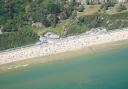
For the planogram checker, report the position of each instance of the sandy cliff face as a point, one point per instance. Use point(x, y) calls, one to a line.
point(63, 45)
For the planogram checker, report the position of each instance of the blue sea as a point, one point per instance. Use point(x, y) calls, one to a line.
point(103, 70)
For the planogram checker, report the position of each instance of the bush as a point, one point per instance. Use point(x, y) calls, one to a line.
point(121, 7)
point(107, 5)
point(81, 8)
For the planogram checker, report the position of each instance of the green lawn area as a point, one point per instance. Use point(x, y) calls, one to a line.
point(89, 9)
point(92, 9)
point(112, 10)
point(59, 29)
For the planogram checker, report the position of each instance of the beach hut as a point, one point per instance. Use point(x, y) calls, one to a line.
point(51, 35)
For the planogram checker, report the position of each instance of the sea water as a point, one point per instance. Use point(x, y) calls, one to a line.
point(106, 70)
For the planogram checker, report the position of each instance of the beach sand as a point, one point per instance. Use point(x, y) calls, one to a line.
point(64, 46)
point(89, 51)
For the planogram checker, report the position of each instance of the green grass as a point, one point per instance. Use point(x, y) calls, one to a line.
point(59, 29)
point(89, 10)
point(112, 10)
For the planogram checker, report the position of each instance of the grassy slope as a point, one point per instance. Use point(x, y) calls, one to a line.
point(89, 10)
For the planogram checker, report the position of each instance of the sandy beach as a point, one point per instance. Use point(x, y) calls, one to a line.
point(62, 45)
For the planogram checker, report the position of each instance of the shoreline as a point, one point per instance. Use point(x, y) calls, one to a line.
point(65, 56)
point(62, 45)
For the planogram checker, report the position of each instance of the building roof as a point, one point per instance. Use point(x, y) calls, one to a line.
point(51, 35)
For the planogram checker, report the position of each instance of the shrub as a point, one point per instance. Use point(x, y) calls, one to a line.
point(121, 7)
point(81, 8)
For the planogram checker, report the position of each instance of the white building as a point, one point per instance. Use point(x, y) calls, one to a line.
point(122, 1)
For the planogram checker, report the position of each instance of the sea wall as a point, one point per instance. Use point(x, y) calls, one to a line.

[GIVEN PROBLEM]:
Render all the lines above as a Markdown table with the columns "Row" and "Line", one numbered row per line, skipping blank lines and leaving out the picture.

[SOLUTION FOR THIS TASK]:
| Row | Line |
|---|---|
| 1 | For the planogram checker, report the position of each instance of the sandy cliff face as a point, one point per instance. Use point(x, y) calls, one to a line. |
| 2 | point(63, 45) |
| 3 | For the planogram checker, report the position of each instance of the blue sea as a point, one point per instance. Use point(x, y) calls, one to a line. |
| 4 | point(103, 70) |
| 5 | For the planogram checker, report the position of each instance of the bush as a point, one point per instance. Use point(x, y) calls, one to a line. |
| 6 | point(121, 7) |
| 7 | point(107, 5) |
| 8 | point(81, 8) |
| 9 | For the planogram checker, report the position of each instance of the green lawn area as a point, one point per instance. Use point(x, y) calls, one to a line. |
| 10 | point(89, 9) |
| 11 | point(92, 9) |
| 12 | point(112, 10) |
| 13 | point(59, 29) |
| 14 | For the planogram checker, report the position of each instance of the beach hut as a point, one point per instance. Use point(x, y) calls, one to a line. |
| 15 | point(51, 35) |
| 16 | For the planogram checker, report the position of each instance of the sea water as a point, one point per instance. Use point(x, y) calls, one to a line. |
| 17 | point(106, 70) |
| 18 | For the planogram checker, report the position of each instance of the beach sand as a point, one point per instance. Use point(x, y) calls, one to a line. |
| 19 | point(64, 46) |
| 20 | point(89, 51) |
| 21 | For the planogram checker, report the position of each instance of the green grass as a point, one point per instance. Use point(x, y) calls, one to a line. |
| 22 | point(59, 29) |
| 23 | point(89, 10) |
| 24 | point(112, 10) |
| 25 | For the planogram checker, report the position of each instance of the grassy slope as a point, one point per instance. Use point(x, y) calls, one to a line. |
| 26 | point(89, 10) |
| 27 | For the planogram checker, report the position of each instance of the sandy beach as a point, one point per instance. Use point(x, y) calls, one to a line. |
| 28 | point(62, 45) |
| 29 | For the planogram checker, report the position of each instance of the shoreline as a point, one point per instance. Use point(x, y) calls, one to a line. |
| 30 | point(65, 56) |
| 31 | point(62, 45) |
| 32 | For the planogram checker, report the position of each instance of the building roof as a point, one point per instance. Use point(x, y) calls, one to a line. |
| 33 | point(51, 35) |
| 34 | For the planogram checker, report the position of each instance of the shrub as a point, one point per instance. Use point(x, y) calls, one to a line. |
| 35 | point(121, 7) |
| 36 | point(81, 8) |
| 37 | For the planogram checker, report the position of each instance of the white building as a point, one point per instance. Use point(x, y) calls, one to a line. |
| 38 | point(122, 1) |
| 39 | For the planogram checker, report the position of each instance of the sea wall as a point, one point per instance. Use point(x, y) calls, one to a line. |